Recast the lines of the material from the line containing "Could you put a marker on each instance of the pile" up to and including the line containing "point(424, 372)" as a Markdown table with two columns, Row and Line. Number each row and omit any blank lines.

** Begin **

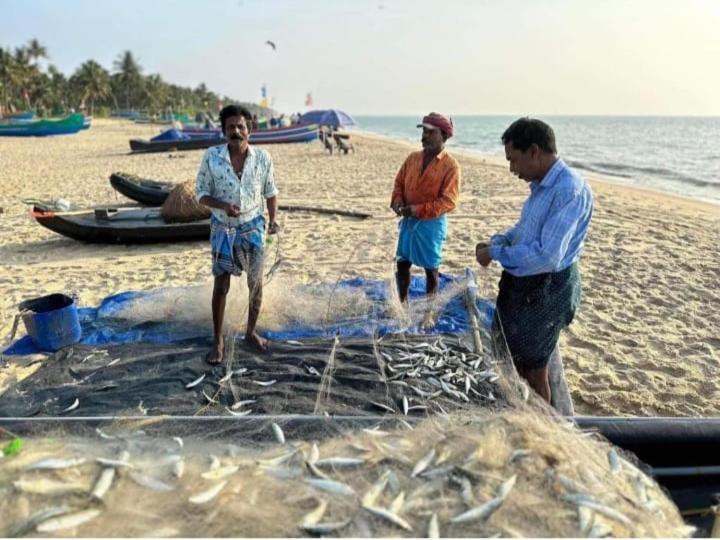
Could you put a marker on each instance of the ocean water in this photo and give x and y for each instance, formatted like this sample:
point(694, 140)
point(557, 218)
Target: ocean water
point(679, 155)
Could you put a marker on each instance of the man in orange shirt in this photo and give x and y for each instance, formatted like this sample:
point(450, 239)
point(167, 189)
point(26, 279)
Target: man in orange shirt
point(427, 187)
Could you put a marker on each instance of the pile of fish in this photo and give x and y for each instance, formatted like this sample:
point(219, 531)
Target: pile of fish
point(442, 478)
point(424, 372)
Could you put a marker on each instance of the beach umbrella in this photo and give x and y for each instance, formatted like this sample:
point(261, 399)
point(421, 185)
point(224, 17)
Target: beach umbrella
point(327, 117)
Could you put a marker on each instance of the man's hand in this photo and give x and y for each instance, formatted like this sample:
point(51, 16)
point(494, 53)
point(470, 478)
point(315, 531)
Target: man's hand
point(482, 254)
point(232, 210)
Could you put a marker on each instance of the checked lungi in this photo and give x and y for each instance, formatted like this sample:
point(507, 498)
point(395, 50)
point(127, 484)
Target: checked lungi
point(238, 249)
point(532, 310)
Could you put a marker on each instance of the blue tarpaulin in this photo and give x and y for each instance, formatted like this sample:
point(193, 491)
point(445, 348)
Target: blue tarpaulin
point(100, 326)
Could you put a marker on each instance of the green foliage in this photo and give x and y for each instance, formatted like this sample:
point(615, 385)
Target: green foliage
point(24, 85)
point(13, 447)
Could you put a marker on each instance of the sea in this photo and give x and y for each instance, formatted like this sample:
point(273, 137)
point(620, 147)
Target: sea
point(677, 155)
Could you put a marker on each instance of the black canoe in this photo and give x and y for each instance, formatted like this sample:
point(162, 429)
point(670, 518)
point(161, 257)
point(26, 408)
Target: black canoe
point(154, 193)
point(120, 226)
point(146, 192)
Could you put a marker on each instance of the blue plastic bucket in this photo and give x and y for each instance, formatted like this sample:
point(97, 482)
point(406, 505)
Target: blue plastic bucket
point(52, 322)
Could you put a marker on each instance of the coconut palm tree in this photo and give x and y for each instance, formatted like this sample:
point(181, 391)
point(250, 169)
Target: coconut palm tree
point(36, 50)
point(129, 76)
point(93, 82)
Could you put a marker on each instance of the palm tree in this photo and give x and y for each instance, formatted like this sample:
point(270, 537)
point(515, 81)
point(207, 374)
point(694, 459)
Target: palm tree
point(129, 76)
point(93, 82)
point(156, 93)
point(36, 50)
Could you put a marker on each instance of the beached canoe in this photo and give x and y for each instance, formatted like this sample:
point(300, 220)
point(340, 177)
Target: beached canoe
point(42, 128)
point(120, 226)
point(154, 193)
point(146, 192)
point(199, 139)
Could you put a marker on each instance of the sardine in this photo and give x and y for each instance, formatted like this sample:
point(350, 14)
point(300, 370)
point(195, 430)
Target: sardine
point(210, 494)
point(339, 461)
point(433, 527)
point(150, 482)
point(220, 472)
point(332, 486)
point(68, 521)
point(239, 413)
point(423, 464)
point(104, 481)
point(196, 381)
point(55, 463)
point(75, 405)
point(389, 516)
point(45, 486)
point(238, 404)
point(314, 517)
point(279, 435)
point(479, 513)
point(265, 383)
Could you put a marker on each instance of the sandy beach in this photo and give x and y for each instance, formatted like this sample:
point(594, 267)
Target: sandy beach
point(645, 341)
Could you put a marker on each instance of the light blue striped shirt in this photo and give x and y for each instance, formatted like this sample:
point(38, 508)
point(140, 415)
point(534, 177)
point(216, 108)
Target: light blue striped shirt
point(553, 223)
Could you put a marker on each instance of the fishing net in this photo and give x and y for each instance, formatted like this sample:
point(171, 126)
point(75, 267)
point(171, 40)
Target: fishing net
point(181, 204)
point(361, 425)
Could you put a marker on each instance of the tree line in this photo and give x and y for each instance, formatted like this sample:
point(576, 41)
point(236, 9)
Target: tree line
point(24, 85)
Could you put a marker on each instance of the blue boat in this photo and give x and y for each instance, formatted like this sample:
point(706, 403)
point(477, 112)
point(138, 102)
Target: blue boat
point(42, 128)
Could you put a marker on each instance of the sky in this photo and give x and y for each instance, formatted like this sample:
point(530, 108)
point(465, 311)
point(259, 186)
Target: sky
point(403, 57)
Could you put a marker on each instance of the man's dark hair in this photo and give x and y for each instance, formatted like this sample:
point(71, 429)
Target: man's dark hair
point(234, 110)
point(524, 132)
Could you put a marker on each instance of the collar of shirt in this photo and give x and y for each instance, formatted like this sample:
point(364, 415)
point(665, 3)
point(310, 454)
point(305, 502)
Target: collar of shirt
point(550, 177)
point(225, 153)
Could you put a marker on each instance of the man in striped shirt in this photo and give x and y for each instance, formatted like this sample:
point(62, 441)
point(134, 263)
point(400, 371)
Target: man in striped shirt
point(540, 284)
point(427, 187)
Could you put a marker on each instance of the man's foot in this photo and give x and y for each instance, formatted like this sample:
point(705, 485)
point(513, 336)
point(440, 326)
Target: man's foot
point(259, 343)
point(428, 322)
point(215, 356)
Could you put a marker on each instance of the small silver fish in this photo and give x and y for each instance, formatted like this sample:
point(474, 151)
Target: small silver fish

** End **

• Answer for the task:
| Row | Line |
|---|---|
| 1 | Could you put a marker on each instance of the pile of fish in this photo and give x and y for each instance, formatted like this sample: |
| 2 | point(219, 531) |
| 3 | Target: pile of fish |
| 4 | point(442, 478) |
| 5 | point(424, 372) |